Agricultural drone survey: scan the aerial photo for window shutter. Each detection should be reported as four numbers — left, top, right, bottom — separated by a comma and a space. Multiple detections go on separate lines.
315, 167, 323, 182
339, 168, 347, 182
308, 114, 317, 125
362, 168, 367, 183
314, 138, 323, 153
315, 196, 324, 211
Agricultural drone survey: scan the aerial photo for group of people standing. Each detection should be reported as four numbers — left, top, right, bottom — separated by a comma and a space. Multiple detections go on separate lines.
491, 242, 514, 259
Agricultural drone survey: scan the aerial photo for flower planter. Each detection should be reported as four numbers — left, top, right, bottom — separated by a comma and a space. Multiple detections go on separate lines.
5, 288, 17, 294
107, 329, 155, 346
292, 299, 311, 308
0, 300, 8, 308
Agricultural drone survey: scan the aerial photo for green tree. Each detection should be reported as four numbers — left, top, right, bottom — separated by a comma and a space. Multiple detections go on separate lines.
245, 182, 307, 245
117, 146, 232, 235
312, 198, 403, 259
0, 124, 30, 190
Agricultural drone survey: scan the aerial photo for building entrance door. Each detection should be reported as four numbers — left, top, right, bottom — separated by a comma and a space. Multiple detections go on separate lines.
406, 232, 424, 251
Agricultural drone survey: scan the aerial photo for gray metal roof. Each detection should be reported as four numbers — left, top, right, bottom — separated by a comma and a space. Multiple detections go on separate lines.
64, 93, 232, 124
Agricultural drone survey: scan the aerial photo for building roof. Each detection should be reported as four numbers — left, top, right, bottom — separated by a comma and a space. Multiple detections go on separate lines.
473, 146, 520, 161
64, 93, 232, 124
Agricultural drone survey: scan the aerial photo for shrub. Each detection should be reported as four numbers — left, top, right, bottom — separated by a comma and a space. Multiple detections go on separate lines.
= = = = = = =
Write out the records shown above, exactly as they appear.

• _Output of the task_
Agricultural drone survey: scan the aerial photo for window shutter. Each detection should be reported as four numbers — left, top, right, bottom — separated by a comma and a space. Multiple detections go on separate lines.
315, 167, 323, 182
339, 168, 347, 182
308, 114, 317, 125
362, 168, 367, 183
314, 138, 323, 153
315, 196, 324, 211
Agricultural drone survey: scan the aerial photo for group of people standing. Each detection should be reported as four numbers — left, top, right, bottom — separated by a comma and a space. Multiple detections go on separate lines.
491, 242, 514, 259
Agricultural drone survey: scan the aerial photo for flower planter. Each detection should be reported as four numbers — left, top, right, bottom — separated by a comma and a space. Multiple detections go on separate lines.
5, 288, 17, 294
107, 329, 155, 346
292, 299, 311, 308
0, 300, 8, 308
Agricultural drone survey: scan the aerial photo for green tree. Each detection should be reported as four numbers — left, top, right, bottom — separated by a comma and a space. Multiple detections go on separate lines.
245, 182, 307, 245
117, 146, 232, 235
312, 198, 403, 259
0, 124, 30, 190
Agricultural drone survey: scan the aerial photo for building entrance door. Each detection should be reported as four numbers — left, top, right, bottom — separated by a comma and a space. Multiple detections go on separate lines.
406, 232, 424, 251
Agricultural drone survey: scan the aerial photo for gray metal roof. Each detection should be reported as four numbers — left, top, right, bottom — separated by a comma and a space. Multiple detections go on separate lines.
64, 93, 232, 124
Agricultural drone survey: scan the aerial photo for building roof. Each detection should be reported as four numbers — left, top, right, bottom — separated by a comma and a space. Multiple detections go on separate lines.
473, 146, 520, 161
64, 93, 232, 124
Agricultural drone survey: scan the aerial photo for shrub. Each detection should be reported as four numbers — left, top, right, bottom — separated by a comma and a space. Multiple detections go on separate lines.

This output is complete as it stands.